● **TASK INPUT**:
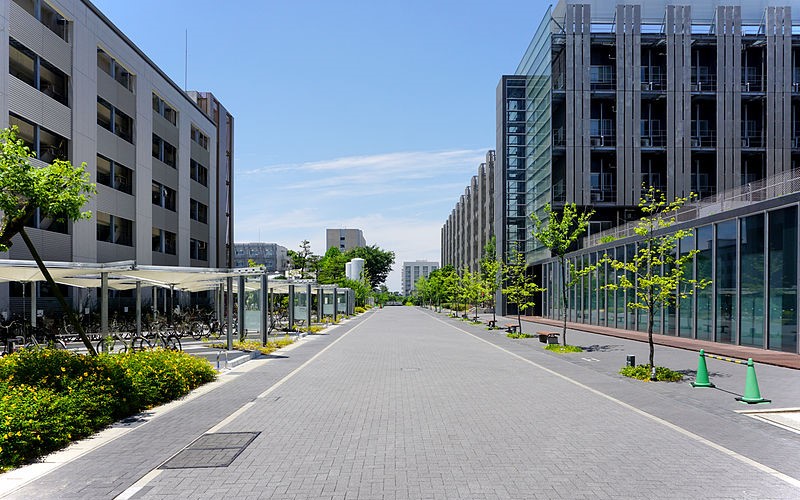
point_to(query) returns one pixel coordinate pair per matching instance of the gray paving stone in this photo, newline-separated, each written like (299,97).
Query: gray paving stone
(409,405)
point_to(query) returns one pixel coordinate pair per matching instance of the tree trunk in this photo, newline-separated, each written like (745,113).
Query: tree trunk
(564,299)
(67,309)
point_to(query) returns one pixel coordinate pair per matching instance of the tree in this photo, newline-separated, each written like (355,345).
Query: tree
(658,273)
(519,287)
(59,191)
(491,268)
(377,262)
(559,233)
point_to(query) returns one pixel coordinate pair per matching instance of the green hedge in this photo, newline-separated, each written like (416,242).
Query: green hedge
(49,398)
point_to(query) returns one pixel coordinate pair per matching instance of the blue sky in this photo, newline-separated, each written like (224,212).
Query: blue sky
(366,114)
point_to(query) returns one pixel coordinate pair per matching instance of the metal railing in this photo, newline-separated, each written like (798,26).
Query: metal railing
(765,189)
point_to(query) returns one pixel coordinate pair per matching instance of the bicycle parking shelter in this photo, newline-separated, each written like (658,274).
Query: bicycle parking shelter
(128,275)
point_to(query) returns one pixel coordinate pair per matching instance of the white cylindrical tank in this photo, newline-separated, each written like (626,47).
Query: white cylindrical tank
(357,266)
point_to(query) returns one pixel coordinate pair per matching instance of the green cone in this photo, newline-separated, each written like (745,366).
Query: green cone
(702,373)
(751,393)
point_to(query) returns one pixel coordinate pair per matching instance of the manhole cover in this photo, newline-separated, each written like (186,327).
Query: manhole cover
(211,450)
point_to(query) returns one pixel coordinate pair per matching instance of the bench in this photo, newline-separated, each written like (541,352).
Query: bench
(548,337)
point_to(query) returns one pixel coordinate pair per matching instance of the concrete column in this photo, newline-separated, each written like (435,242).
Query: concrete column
(229,322)
(33,303)
(291,307)
(308,308)
(241,298)
(264,308)
(138,308)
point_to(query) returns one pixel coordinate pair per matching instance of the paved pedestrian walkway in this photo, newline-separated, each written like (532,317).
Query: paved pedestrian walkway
(406,403)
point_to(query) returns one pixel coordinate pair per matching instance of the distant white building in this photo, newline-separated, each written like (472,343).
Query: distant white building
(413,270)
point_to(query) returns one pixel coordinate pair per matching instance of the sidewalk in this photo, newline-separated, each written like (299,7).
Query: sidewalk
(406,403)
(777,358)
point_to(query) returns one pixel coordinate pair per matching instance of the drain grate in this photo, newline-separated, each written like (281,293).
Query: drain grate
(211,450)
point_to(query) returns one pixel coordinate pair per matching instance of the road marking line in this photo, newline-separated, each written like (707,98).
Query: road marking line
(144,480)
(774,473)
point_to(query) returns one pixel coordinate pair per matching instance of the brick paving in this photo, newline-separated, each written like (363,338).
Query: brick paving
(405,403)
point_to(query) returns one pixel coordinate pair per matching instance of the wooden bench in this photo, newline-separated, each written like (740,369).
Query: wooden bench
(548,337)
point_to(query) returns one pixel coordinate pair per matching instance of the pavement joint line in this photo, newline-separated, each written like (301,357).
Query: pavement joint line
(54,461)
(144,480)
(763,468)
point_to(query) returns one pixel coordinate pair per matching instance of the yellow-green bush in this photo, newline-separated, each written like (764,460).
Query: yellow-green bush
(49,398)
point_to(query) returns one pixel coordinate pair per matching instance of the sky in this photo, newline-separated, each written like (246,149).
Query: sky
(368,114)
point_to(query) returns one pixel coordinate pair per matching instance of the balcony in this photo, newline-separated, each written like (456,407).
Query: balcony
(708,140)
(602,78)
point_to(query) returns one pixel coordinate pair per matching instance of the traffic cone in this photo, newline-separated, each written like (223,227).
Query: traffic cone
(702,373)
(751,393)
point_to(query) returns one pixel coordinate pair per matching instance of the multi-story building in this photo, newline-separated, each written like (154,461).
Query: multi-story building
(344,239)
(701,98)
(471,223)
(270,255)
(414,270)
(78,89)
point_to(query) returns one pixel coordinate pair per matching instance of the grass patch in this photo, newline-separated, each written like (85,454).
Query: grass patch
(642,372)
(520,335)
(254,345)
(53,397)
(561,349)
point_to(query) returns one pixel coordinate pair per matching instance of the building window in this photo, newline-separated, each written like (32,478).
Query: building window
(164,241)
(47,146)
(114,120)
(198,211)
(164,151)
(161,107)
(47,15)
(199,137)
(198,249)
(164,196)
(199,172)
(114,175)
(24,64)
(113,229)
(111,67)
(37,221)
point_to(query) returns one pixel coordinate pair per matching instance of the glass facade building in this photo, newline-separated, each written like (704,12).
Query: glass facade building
(750,255)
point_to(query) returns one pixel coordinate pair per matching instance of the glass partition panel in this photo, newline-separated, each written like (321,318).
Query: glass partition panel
(751,255)
(783,280)
(725,280)
(704,261)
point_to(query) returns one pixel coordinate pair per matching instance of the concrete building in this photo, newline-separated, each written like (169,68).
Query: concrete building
(270,255)
(471,223)
(79,89)
(414,270)
(344,239)
(699,98)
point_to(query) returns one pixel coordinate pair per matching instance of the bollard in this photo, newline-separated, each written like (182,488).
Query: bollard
(701,380)
(752,395)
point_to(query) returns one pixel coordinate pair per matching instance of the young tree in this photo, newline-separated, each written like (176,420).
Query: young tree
(58,190)
(491,268)
(559,232)
(519,287)
(658,273)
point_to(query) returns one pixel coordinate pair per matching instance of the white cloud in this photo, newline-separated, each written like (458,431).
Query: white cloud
(400,201)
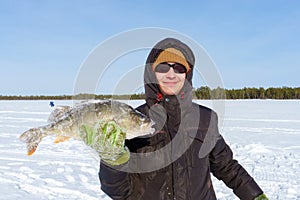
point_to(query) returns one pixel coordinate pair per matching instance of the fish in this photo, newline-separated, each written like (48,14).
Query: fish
(91,122)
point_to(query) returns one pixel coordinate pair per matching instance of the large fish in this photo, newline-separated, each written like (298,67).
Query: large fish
(91,122)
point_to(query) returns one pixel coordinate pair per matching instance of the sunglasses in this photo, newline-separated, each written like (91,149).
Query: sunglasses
(165,67)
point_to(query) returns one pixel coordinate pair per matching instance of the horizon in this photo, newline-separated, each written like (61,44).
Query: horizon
(44,44)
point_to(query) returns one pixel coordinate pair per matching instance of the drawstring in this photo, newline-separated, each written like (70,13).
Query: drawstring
(182,95)
(159,98)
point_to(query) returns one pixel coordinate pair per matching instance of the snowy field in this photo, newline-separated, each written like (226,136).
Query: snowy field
(263,134)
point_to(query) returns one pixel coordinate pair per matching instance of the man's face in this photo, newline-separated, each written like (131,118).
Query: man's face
(170,83)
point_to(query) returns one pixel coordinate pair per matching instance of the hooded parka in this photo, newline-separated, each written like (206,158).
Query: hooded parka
(177,161)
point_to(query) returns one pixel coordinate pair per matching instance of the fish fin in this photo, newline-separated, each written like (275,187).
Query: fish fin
(58,112)
(60,138)
(32,138)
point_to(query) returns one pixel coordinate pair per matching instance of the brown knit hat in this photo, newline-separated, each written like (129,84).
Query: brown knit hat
(171,55)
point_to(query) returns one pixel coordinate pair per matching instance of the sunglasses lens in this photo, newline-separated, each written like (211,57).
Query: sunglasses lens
(162,68)
(178,68)
(165,67)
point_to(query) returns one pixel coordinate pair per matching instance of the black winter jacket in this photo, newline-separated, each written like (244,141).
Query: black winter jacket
(177,161)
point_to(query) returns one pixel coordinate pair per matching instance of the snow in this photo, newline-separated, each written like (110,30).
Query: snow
(263,134)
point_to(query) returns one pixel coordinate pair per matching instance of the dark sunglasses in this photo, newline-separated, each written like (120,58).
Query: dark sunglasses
(165,67)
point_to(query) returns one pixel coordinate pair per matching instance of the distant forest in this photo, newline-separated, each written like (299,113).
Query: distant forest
(199,93)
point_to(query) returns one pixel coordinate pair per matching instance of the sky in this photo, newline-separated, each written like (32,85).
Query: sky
(44,44)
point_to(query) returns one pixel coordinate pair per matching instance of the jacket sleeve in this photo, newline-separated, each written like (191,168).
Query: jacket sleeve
(115,183)
(225,168)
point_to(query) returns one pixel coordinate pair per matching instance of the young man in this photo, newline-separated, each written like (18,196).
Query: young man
(187,147)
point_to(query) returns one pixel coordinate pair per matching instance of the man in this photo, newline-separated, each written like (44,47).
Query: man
(187,146)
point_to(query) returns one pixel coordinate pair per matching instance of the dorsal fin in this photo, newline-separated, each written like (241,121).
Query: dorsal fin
(57,113)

● **TASK DETAILS**: Convert every line of the data from the line containing "written like (299,113)." up to and including the final line into a JSON list of strings, one string per line, leaving out any blank lines.

● **WORKED SOLUTION**:
[
  "point_to(query) returns one pixel coordinate pair per matching instance of the distant forest in this photo, newline-separated, each written like (299,113).",
  "Query: distant forest",
  "(199,93)",
  "point_to(query) returns one pixel coordinate pair per matching instance of the sky in this photo, newline-separated, each written like (32,85).",
  "Query: sky",
  "(44,44)",
  "point_to(query) returns one pixel coordinate pair per matching instance of the jacket sleeve in this photo, newline-separated, each written like (191,168).",
  "Query: jacket sleeve",
  "(115,183)",
  "(225,168)",
  "point_to(query) returns one pixel coordinate pair per matching instance of the young man in this photo, newline-separated, each written like (18,196).",
  "Query: young man",
  "(187,147)",
  "point_to(query) returns one pixel coordinate pair per matching instance of the man in this photo, newline-separated, each written like (44,47).",
  "Query: man",
  "(187,146)",
  "point_to(query) returns one pixel coordinate pair per matching instance of the dorsal fin in this photo, newline-separated, each written like (241,121).",
  "Query: dorsal fin",
  "(57,113)"
]